Requests:
- a) From the bike review, retype the passage from "The carbon bars" up to and including "with that too.".
- b) Shorten the bike review paragraph that begins "A few months after Interbike" into a brief list that keeps its main facts.

Given text:
--- start ---

A sneak peek at the 2012 Ritte Steeplechase Disc. Photo courtesy
by Josh Liberles
We first spied Ritte Van Vlaanderen’s new 2012 mixed-material Steeplechase model at Interbike this year, as the prototype was being prepped for Katheryn Curi Mattis’ CrossVegas race. Ritte’s all-stainless-steel model evolved this year into a striking blend of stainless steel and carbon, and the Steeplechase joins Ritte’s carbon Crossberg in the company’s cyclocross lineup.
A few months after Interbike, we got our hands on that very prototype bike to test out. I’ve been riding the Steeplechase for several weeks now, and am ready for a report. And just as I started wrapping up my review, Ritte unveiled its hydraulic disc brake equipped version of the Steeplechase (courtesy of TRP’s Parabox hyrdaulic brake adaptor, which translates mechanical brake levers into hydraulic lines, Reviewed in Issue 14), and we got a sneak peek of that to share as well, complete with a newly released Enve carbon cyclocross disc fork.
The carbon bars and stem helped keep the rig light. ©Cyclocross Magazine
If Curi Mattis’ performance her very first time on the bike was any indication (she went from a fourth-row start to 10th place in a very competitive field in Vegas
, her third-ever ’cross race!), then I was in for a treat. Granted, the 2005 road race national champ’s own abilities may have had something to do with that too.
I have to admit that, while visually striking, I was skeptical of the need to mix materials. There are great steel and aluminum frames out there, but most manufacturers are choosing carbon for their flagship models.
Spencer Canon, owner of Ritte, explained the frame’s beginnings to me. “First, we started playing around with stainless steel builds, and with using oversized tubing,” says Canon. “Using oversized tubes made it plenty stiff, and we were blown away that we could equal an all-carbon frame on performance and almost on weight, but we could add beauty, custom options, the steel feel and make it locally in the US.
Enve carbon seat and top tubes join the stainless steel seat stays. ©Cyclocross Magazine
“I got the idea that a stainless steel rear end with carbon top and down tubes would be a brilliant combo. The carbon qualities contribute to the stiffness and handle the road vibrations, but by isolating the rear triangle and making that stainless steel, we focus all of the lively feel of that material there.”

--- end ---

[Pointing and labeling lines]
--- start ---

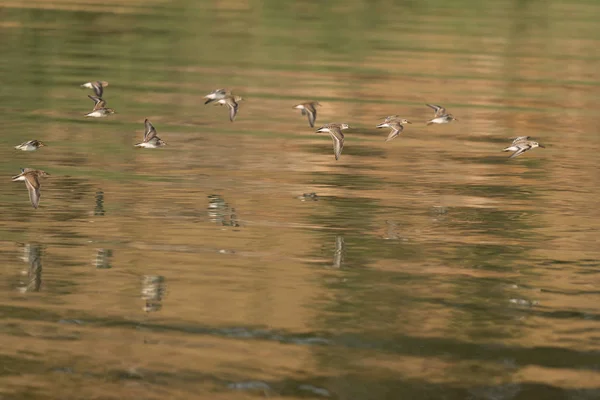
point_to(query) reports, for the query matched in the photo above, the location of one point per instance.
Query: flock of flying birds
(31, 177)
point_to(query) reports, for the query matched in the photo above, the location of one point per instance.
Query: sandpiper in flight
(31, 145)
(440, 117)
(395, 124)
(232, 103)
(98, 87)
(31, 179)
(151, 141)
(522, 144)
(309, 109)
(215, 95)
(335, 131)
(100, 110)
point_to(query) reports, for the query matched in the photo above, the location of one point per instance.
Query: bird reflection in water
(32, 255)
(220, 212)
(99, 208)
(339, 252)
(102, 260)
(153, 290)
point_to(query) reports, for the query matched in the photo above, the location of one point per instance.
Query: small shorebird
(440, 116)
(335, 131)
(100, 110)
(231, 102)
(395, 124)
(31, 145)
(216, 95)
(522, 144)
(309, 109)
(98, 87)
(31, 178)
(151, 141)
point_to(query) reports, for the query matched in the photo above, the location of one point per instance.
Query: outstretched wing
(312, 116)
(521, 149)
(98, 88)
(150, 132)
(520, 139)
(338, 141)
(439, 110)
(98, 102)
(233, 107)
(33, 187)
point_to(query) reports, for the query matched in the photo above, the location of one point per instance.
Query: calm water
(429, 267)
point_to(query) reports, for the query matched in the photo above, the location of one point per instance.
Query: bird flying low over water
(31, 145)
(232, 102)
(309, 108)
(31, 179)
(335, 131)
(98, 87)
(151, 141)
(440, 116)
(522, 144)
(100, 110)
(216, 95)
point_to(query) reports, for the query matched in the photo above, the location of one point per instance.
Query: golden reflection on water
(426, 267)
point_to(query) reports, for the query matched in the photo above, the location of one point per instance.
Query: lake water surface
(428, 267)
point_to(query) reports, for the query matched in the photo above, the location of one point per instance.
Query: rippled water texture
(428, 267)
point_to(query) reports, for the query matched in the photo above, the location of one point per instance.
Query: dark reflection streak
(220, 212)
(153, 289)
(339, 252)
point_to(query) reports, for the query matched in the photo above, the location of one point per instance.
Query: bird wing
(396, 131)
(521, 148)
(338, 141)
(98, 102)
(98, 88)
(149, 132)
(233, 107)
(520, 139)
(439, 110)
(312, 115)
(33, 187)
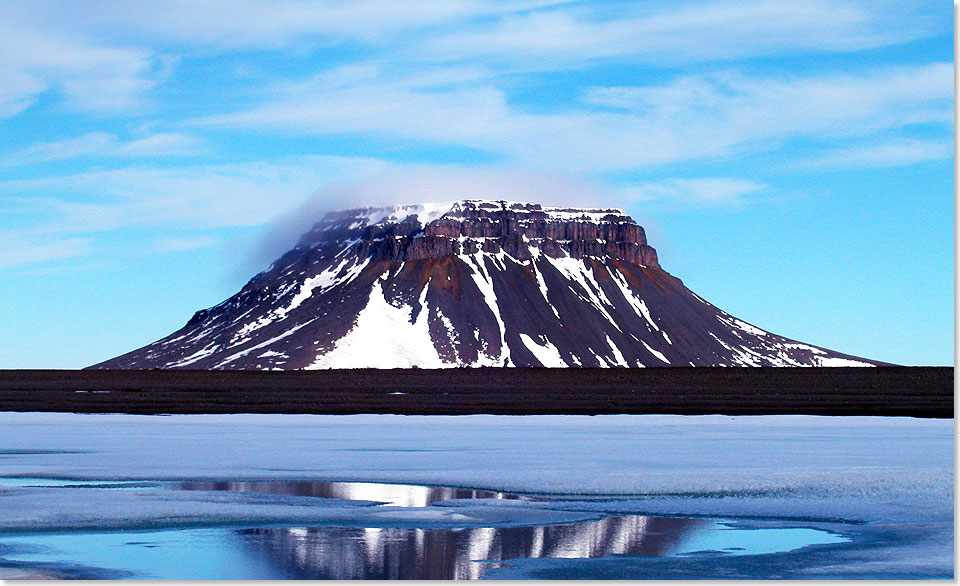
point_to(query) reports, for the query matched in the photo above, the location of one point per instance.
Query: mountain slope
(470, 283)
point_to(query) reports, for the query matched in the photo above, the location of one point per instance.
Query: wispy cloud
(709, 191)
(680, 33)
(181, 243)
(18, 252)
(195, 196)
(689, 117)
(105, 144)
(893, 153)
(91, 77)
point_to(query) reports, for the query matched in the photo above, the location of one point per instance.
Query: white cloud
(182, 243)
(419, 184)
(196, 196)
(91, 77)
(14, 252)
(688, 118)
(681, 32)
(104, 144)
(702, 191)
(892, 153)
(230, 24)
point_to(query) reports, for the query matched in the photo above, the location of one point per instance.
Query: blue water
(383, 553)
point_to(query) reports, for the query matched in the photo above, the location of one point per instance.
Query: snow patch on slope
(547, 354)
(384, 337)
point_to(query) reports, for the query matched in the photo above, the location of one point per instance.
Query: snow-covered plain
(885, 483)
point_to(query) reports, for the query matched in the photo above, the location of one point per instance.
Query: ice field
(541, 496)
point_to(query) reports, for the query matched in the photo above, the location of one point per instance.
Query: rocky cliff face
(470, 283)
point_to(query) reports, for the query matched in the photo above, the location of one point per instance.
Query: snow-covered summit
(470, 283)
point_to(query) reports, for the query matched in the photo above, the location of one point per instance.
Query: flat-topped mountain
(470, 283)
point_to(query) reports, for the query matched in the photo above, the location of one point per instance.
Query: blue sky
(791, 161)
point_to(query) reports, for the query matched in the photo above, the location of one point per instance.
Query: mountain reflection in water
(400, 495)
(339, 553)
(344, 553)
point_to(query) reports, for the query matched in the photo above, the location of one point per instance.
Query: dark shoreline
(890, 391)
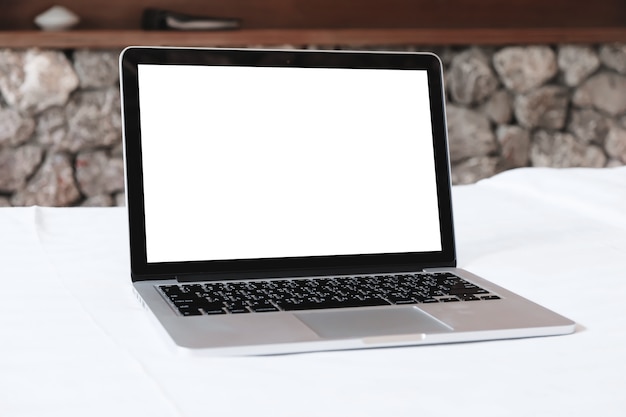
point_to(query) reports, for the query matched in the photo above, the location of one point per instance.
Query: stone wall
(514, 106)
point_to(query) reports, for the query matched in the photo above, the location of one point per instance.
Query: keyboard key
(321, 293)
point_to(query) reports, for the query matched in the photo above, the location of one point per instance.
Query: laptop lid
(249, 163)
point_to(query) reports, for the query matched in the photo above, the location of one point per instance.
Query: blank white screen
(242, 162)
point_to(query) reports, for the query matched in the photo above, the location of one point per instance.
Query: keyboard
(240, 297)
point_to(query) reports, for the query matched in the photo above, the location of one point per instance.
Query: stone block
(98, 174)
(470, 78)
(33, 80)
(15, 129)
(616, 143)
(93, 120)
(515, 145)
(614, 56)
(577, 63)
(469, 134)
(562, 150)
(17, 165)
(52, 185)
(588, 126)
(96, 69)
(499, 107)
(604, 91)
(522, 69)
(545, 107)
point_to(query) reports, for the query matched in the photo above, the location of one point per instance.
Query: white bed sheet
(75, 342)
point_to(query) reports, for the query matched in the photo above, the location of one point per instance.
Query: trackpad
(371, 322)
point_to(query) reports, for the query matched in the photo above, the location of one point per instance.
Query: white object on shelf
(57, 18)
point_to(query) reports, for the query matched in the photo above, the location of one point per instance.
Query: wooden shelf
(324, 37)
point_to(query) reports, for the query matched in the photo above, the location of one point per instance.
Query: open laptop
(286, 201)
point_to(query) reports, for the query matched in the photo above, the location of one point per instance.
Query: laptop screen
(244, 162)
(267, 163)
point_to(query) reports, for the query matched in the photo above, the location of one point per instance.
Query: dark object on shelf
(157, 19)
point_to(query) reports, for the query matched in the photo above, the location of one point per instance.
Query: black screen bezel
(278, 267)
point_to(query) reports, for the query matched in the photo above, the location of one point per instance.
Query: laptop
(287, 201)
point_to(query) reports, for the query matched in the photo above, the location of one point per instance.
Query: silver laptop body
(270, 168)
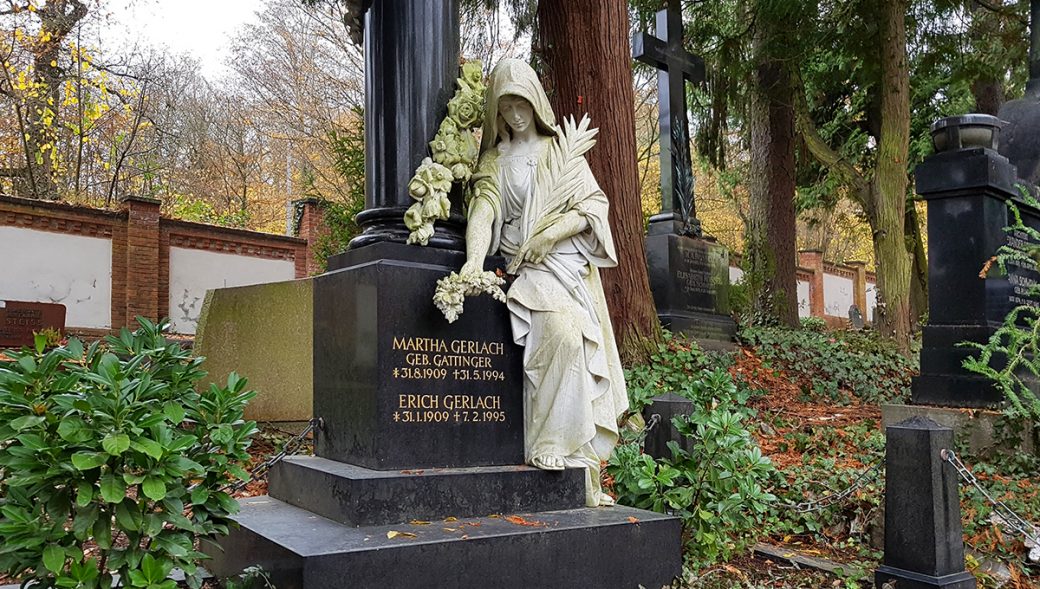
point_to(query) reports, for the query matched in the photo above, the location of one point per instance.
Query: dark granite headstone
(398, 386)
(666, 407)
(20, 319)
(924, 538)
(690, 281)
(1020, 143)
(967, 191)
(419, 478)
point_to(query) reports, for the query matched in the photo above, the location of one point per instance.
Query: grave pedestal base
(690, 280)
(909, 580)
(576, 547)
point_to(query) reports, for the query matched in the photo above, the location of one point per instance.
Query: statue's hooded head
(514, 77)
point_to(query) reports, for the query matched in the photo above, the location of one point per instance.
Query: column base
(891, 578)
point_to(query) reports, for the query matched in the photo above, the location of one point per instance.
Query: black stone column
(967, 191)
(411, 66)
(924, 537)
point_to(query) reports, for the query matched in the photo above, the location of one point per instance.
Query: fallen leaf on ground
(521, 521)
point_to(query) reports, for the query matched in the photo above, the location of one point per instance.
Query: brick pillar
(310, 227)
(141, 259)
(859, 285)
(812, 260)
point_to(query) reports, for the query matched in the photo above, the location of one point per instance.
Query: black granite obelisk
(967, 188)
(689, 275)
(391, 390)
(411, 66)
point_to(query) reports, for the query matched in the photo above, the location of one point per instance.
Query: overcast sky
(200, 27)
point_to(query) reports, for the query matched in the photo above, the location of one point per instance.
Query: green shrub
(677, 367)
(111, 445)
(717, 486)
(838, 363)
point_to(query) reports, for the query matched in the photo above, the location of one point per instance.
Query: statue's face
(517, 111)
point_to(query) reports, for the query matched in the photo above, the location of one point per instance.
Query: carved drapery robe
(574, 388)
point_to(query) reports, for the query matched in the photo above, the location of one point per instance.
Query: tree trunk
(771, 235)
(587, 68)
(988, 94)
(918, 267)
(889, 186)
(57, 19)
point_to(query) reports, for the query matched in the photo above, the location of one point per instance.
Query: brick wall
(816, 273)
(140, 247)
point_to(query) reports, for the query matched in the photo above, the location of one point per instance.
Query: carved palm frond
(565, 172)
(682, 177)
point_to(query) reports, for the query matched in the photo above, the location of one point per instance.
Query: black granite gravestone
(398, 386)
(658, 416)
(967, 188)
(924, 539)
(689, 276)
(418, 479)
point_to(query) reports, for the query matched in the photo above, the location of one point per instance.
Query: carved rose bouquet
(453, 150)
(452, 289)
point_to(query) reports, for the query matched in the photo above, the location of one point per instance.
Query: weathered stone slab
(265, 333)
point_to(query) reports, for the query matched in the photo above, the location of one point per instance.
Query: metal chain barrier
(1009, 517)
(292, 446)
(832, 498)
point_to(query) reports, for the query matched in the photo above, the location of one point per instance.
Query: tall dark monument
(689, 275)
(418, 477)
(981, 165)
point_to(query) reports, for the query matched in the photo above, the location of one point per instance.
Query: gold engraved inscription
(449, 409)
(433, 358)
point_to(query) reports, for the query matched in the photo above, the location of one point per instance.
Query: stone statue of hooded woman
(574, 389)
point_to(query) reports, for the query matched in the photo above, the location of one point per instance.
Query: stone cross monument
(676, 66)
(689, 275)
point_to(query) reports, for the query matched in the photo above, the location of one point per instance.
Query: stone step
(602, 547)
(360, 496)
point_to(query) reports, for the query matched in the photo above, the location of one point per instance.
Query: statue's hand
(538, 248)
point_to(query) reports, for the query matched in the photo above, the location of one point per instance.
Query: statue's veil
(517, 78)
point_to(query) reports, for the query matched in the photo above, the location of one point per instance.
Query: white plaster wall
(195, 272)
(803, 299)
(872, 300)
(838, 295)
(53, 267)
(735, 275)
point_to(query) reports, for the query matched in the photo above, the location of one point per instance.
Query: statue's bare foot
(547, 462)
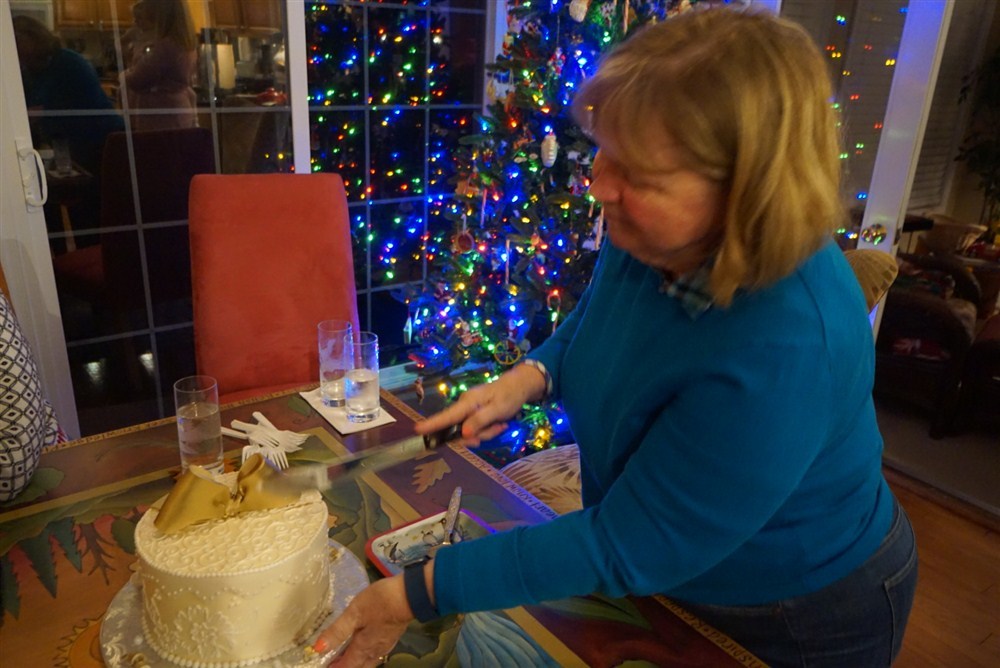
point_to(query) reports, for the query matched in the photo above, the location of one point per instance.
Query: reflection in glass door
(126, 101)
(861, 40)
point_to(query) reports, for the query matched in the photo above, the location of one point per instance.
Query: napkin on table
(337, 416)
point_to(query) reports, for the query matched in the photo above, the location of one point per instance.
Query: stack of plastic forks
(266, 439)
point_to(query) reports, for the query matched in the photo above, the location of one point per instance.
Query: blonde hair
(747, 97)
(171, 21)
(35, 32)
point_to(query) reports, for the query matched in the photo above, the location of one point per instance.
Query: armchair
(980, 397)
(925, 335)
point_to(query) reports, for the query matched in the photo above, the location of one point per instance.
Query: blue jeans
(857, 621)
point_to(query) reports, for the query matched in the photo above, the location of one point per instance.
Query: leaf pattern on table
(430, 645)
(427, 474)
(62, 531)
(491, 639)
(43, 481)
(601, 607)
(552, 476)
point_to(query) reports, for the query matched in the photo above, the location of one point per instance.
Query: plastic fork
(289, 441)
(257, 432)
(273, 453)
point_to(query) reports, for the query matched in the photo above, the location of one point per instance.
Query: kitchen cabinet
(247, 15)
(93, 13)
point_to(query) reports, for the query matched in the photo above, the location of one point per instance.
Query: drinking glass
(199, 429)
(361, 383)
(334, 340)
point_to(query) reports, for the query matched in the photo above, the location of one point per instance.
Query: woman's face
(667, 216)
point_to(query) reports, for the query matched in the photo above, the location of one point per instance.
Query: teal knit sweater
(730, 458)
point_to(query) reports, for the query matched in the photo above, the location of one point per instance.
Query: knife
(451, 516)
(322, 476)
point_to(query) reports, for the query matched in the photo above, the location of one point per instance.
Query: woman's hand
(483, 410)
(373, 623)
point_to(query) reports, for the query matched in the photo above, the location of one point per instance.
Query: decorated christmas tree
(522, 232)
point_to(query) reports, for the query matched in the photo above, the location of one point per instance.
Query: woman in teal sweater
(717, 373)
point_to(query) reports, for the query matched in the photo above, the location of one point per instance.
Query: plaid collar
(691, 289)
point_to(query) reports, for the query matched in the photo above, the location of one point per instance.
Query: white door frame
(24, 246)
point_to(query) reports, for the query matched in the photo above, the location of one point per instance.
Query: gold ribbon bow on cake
(198, 497)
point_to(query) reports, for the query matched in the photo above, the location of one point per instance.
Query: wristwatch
(545, 374)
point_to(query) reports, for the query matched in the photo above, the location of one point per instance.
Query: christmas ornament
(463, 242)
(550, 149)
(507, 353)
(578, 10)
(874, 234)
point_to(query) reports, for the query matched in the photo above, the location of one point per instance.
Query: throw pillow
(27, 421)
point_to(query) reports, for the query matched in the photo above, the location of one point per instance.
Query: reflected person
(59, 79)
(160, 76)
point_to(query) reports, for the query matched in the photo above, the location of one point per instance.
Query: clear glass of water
(361, 382)
(334, 340)
(199, 428)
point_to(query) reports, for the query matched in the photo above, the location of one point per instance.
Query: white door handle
(33, 181)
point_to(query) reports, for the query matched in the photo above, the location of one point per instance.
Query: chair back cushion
(270, 258)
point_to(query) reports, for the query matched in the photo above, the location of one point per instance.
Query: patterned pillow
(27, 421)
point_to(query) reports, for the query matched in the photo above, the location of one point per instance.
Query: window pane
(338, 145)
(397, 231)
(861, 41)
(335, 37)
(456, 60)
(398, 154)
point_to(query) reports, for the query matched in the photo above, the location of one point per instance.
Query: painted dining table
(67, 548)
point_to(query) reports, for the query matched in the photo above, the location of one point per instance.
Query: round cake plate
(121, 629)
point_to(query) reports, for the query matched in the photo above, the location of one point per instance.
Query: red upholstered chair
(270, 258)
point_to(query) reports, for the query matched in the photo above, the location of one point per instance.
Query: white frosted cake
(235, 591)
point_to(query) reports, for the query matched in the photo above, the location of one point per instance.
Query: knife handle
(436, 439)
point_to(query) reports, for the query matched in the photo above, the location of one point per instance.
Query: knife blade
(322, 476)
(451, 516)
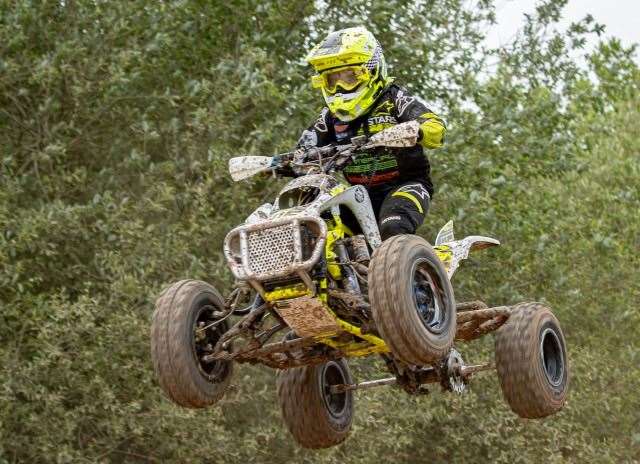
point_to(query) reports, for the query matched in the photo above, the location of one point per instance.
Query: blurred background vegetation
(116, 122)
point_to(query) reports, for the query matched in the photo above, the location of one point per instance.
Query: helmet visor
(346, 78)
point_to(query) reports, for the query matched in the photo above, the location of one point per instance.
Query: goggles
(347, 78)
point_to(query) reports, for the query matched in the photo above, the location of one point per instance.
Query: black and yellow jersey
(383, 166)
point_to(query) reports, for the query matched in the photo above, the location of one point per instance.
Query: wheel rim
(335, 403)
(428, 297)
(552, 356)
(205, 337)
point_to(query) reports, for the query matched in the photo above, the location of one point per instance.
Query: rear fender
(451, 251)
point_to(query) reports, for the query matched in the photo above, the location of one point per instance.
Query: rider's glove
(299, 156)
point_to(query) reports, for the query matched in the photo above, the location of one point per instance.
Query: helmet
(351, 71)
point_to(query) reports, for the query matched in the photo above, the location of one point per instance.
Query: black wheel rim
(552, 356)
(428, 297)
(332, 374)
(205, 337)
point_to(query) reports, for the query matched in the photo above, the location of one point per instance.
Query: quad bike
(315, 285)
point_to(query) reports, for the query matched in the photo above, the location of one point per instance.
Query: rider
(362, 99)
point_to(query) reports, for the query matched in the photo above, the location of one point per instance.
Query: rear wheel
(531, 360)
(183, 330)
(316, 417)
(412, 300)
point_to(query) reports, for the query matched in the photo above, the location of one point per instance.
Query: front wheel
(183, 330)
(316, 417)
(412, 300)
(531, 360)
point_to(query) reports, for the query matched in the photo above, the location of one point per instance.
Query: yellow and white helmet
(352, 71)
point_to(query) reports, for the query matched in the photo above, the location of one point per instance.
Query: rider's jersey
(383, 167)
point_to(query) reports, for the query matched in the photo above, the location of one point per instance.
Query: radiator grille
(271, 249)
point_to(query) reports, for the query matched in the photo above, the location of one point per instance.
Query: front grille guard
(238, 253)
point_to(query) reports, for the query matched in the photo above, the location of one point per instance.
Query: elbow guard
(432, 129)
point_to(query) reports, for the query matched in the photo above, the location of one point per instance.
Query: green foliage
(116, 122)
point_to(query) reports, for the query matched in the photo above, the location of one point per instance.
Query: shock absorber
(350, 280)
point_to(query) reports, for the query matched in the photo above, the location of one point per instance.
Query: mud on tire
(531, 360)
(316, 418)
(412, 300)
(175, 348)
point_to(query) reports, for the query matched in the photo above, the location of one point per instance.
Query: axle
(427, 375)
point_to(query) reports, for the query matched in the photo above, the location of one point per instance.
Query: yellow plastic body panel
(336, 230)
(445, 254)
(285, 293)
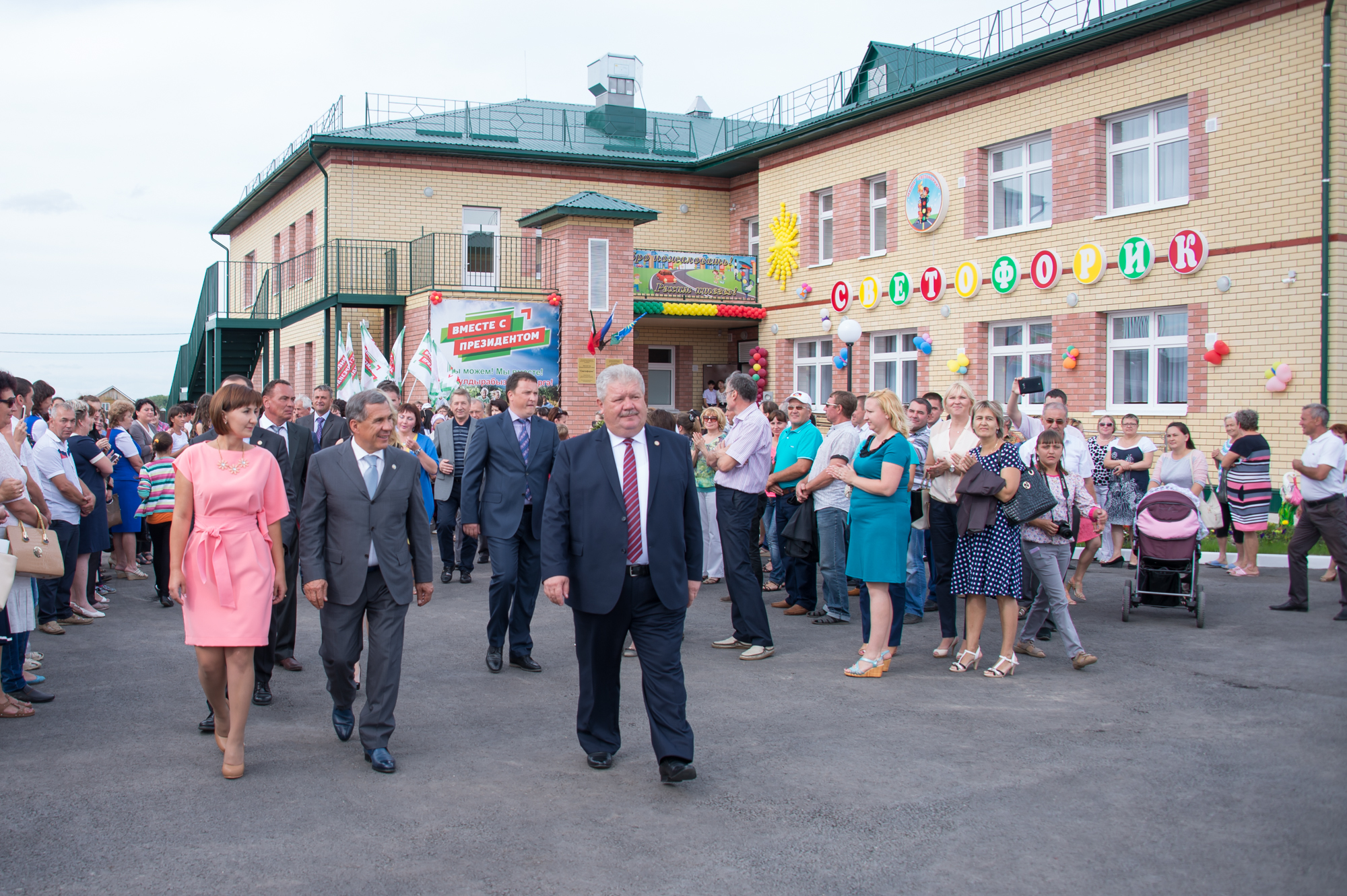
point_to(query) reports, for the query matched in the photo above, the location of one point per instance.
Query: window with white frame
(894, 364)
(1148, 359)
(1148, 158)
(1022, 183)
(814, 369)
(879, 215)
(825, 226)
(1020, 349)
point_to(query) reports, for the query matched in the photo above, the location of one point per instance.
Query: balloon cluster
(1278, 377)
(1218, 351)
(758, 358)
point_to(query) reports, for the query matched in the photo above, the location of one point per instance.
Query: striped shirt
(156, 489)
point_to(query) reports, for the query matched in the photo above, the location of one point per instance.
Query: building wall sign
(927, 201)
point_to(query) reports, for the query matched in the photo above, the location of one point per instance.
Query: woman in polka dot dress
(988, 563)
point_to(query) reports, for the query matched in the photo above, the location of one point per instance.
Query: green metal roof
(572, 133)
(589, 205)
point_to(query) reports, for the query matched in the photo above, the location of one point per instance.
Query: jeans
(1050, 564)
(832, 526)
(802, 578)
(917, 571)
(55, 594)
(945, 533)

--- end ---

Solved problems:
- a)
The carbon bars and stem helped keep the rig light. ©Cyclocross Magazine
If Curi Mattis’ performance her very first time on the bike was any indication (she went from a fourth-row start to 10th place in a very competitive field in Vegas
, her third-ever ’cross race!), then I was in for a treat. Granted, the 2005 road race national champ’s own abilities may have had something to do with that too.

- b)
- A few months after Interbike, the reviewers got the same prototype bike to test.
- The writer has ridden the Steeplechase for several weeks and is ready to report.
- As the review was wrapping up, Ritte unveiled a Steeplechase version with hydraulic disc brakes.
- That version uses TRP's Parabox brake adaptor, which turns mechanical brake levers into hydraulic lines and was reviewed in Issue 14.
- The reviewers also got an early look at this version, which comes with a newly released Enve carbon cyclocross disc fork.